§ **DATA TO USE**:
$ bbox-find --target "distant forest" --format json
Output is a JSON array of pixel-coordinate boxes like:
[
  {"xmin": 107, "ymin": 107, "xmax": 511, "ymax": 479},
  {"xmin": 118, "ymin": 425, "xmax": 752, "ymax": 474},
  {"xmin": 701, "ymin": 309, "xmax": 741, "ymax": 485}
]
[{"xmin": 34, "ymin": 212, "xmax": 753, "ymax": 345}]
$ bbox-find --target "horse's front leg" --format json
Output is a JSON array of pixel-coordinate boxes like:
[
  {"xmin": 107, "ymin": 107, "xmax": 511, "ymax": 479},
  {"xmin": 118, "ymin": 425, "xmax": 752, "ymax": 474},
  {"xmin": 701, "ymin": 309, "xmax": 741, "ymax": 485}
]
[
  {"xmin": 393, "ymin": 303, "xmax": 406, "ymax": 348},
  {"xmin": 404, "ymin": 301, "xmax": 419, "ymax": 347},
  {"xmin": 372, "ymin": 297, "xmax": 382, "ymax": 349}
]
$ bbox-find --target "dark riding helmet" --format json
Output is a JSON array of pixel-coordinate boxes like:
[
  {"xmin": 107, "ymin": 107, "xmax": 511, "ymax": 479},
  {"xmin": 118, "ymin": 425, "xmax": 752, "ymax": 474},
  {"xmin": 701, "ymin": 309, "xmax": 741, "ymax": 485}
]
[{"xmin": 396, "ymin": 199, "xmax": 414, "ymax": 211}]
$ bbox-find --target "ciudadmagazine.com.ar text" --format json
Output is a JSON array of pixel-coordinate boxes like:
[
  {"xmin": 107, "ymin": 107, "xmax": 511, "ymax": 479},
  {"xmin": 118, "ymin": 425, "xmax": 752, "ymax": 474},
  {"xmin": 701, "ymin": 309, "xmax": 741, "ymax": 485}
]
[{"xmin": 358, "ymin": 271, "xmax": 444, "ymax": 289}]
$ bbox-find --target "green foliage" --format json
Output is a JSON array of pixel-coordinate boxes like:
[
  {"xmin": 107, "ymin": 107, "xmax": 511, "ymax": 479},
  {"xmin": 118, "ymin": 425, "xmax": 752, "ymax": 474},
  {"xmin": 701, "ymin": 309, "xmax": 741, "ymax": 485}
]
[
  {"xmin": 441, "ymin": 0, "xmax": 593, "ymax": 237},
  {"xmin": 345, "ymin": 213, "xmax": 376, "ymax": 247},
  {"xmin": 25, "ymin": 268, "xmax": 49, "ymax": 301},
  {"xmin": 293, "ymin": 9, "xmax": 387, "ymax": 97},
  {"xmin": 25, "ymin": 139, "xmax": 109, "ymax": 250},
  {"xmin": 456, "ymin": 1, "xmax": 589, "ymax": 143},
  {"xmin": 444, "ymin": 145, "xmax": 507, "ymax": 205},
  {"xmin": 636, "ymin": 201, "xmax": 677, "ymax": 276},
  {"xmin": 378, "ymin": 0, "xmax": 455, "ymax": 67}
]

§ **PROMPT**: Where does the string "find" appear in the records above? Show every line that holds it.

§ **EXERCISE OUTPUT**:
$ bbox-find --target "distant forest" --format json
$ bbox-find --target "horse's front leg" --format json
$ bbox-find --target "dark riding helmet" --format json
$ bbox-find --target "ciudadmagazine.com.ar text" --format json
$ bbox-find --target "green foliage" --format json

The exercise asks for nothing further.